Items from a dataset
****

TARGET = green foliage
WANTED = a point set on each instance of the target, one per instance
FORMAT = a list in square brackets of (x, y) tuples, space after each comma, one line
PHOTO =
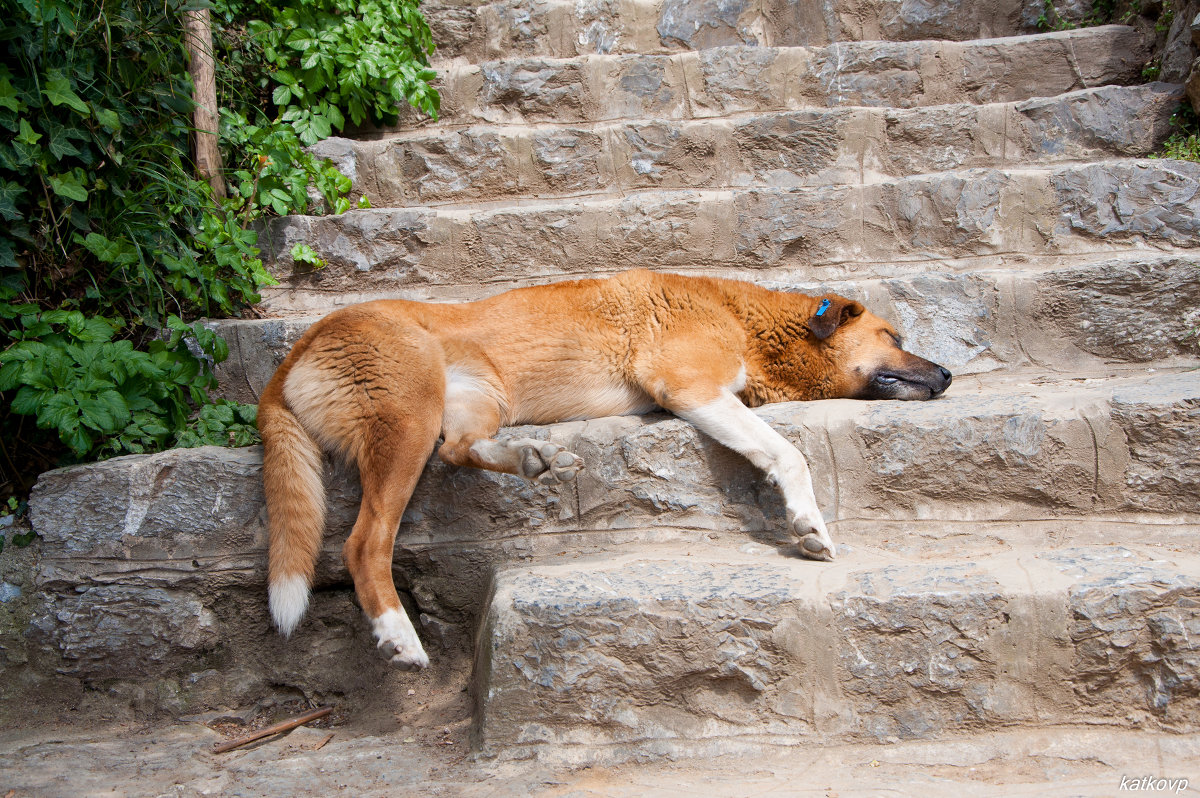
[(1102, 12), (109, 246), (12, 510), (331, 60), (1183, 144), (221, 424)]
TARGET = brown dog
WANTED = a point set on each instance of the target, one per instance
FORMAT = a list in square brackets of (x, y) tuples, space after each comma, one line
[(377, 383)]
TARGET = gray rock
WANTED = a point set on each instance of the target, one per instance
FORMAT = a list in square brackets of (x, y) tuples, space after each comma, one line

****

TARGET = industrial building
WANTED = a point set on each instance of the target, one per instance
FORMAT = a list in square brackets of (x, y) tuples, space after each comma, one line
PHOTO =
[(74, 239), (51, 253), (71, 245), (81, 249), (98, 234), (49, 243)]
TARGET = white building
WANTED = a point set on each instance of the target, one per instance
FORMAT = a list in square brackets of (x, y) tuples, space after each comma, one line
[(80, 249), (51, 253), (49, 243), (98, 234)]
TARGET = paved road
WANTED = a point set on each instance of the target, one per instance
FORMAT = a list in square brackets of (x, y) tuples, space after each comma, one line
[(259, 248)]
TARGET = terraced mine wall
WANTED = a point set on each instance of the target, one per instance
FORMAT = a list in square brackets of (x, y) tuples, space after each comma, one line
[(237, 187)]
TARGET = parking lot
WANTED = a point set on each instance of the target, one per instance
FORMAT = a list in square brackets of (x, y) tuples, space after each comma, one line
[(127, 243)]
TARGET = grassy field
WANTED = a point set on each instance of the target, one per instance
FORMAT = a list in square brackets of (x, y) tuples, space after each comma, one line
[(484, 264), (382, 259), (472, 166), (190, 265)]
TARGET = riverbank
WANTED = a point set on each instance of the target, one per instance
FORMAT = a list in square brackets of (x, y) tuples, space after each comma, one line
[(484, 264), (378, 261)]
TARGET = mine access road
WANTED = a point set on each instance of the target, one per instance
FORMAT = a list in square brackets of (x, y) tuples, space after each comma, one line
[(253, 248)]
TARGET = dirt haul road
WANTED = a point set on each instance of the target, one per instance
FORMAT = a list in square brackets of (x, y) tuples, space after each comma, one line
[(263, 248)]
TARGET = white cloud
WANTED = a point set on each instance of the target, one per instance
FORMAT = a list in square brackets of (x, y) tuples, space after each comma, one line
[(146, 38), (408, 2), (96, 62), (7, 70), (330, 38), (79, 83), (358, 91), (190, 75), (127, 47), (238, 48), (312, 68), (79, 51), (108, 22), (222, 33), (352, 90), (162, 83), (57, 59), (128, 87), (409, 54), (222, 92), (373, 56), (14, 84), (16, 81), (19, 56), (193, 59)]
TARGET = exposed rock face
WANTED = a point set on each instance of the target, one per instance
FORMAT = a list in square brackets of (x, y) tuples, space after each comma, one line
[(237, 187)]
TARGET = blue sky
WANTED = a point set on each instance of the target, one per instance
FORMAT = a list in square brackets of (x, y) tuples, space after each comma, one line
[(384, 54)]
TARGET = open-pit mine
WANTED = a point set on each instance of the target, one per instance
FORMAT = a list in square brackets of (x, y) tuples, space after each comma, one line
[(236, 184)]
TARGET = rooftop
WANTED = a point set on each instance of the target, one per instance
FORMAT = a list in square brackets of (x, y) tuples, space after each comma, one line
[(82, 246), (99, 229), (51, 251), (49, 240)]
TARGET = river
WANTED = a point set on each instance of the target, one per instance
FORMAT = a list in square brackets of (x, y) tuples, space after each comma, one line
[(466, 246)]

****

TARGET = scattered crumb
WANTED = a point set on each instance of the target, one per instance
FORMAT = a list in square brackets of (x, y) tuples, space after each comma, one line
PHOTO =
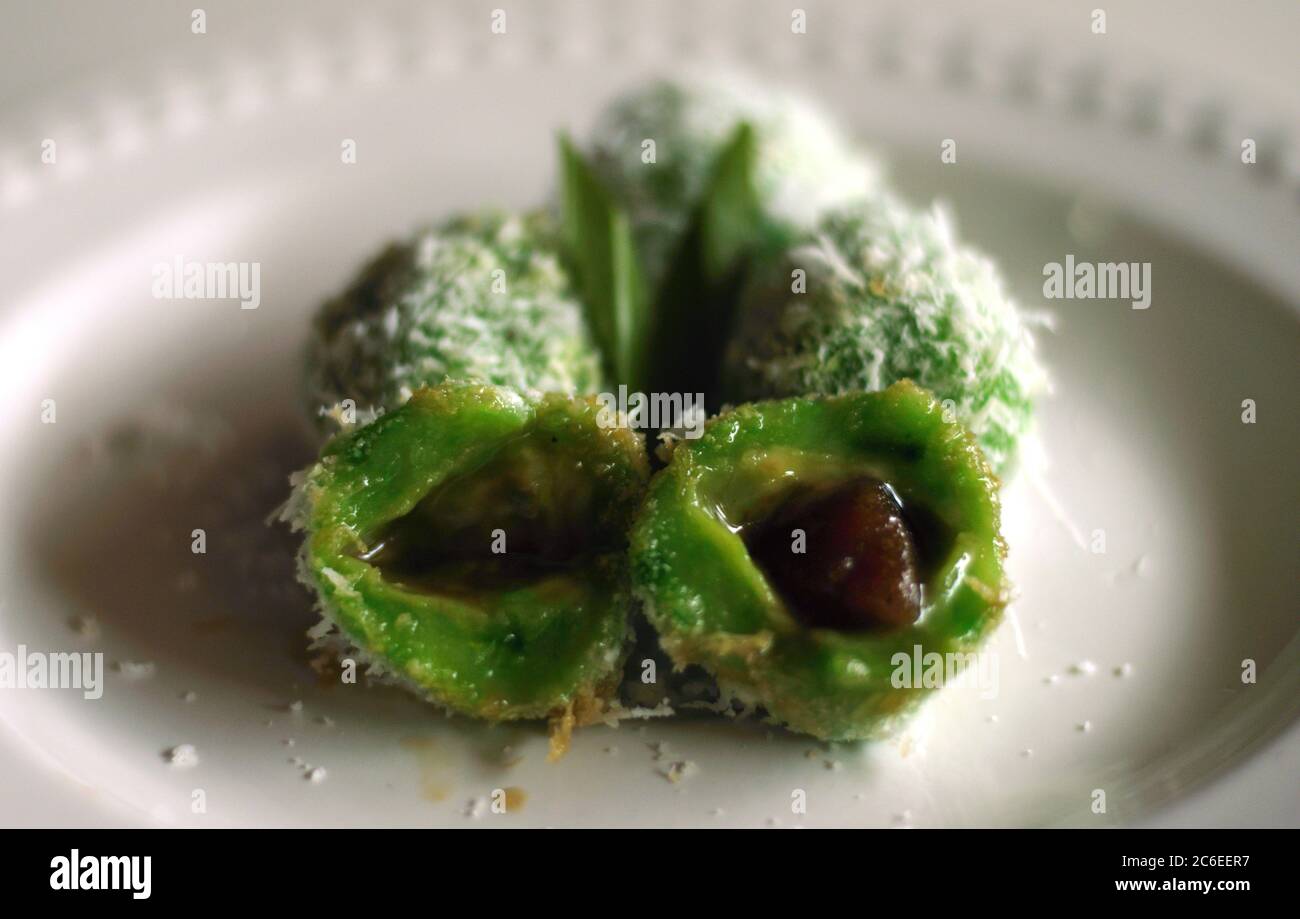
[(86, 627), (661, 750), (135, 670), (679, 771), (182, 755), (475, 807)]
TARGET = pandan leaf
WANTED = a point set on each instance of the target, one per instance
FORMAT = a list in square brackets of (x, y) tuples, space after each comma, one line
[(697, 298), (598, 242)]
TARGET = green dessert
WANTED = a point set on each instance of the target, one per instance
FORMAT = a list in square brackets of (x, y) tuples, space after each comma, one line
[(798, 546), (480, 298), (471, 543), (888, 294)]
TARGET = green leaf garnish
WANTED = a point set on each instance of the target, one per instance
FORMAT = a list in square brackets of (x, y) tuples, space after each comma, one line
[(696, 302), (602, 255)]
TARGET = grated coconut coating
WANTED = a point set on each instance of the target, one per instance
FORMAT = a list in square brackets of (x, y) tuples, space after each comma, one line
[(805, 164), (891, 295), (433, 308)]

****

- [Task objective]
For the word "white", state how many lines of the entries contain it, with nothing else.

- [Worked solution]
2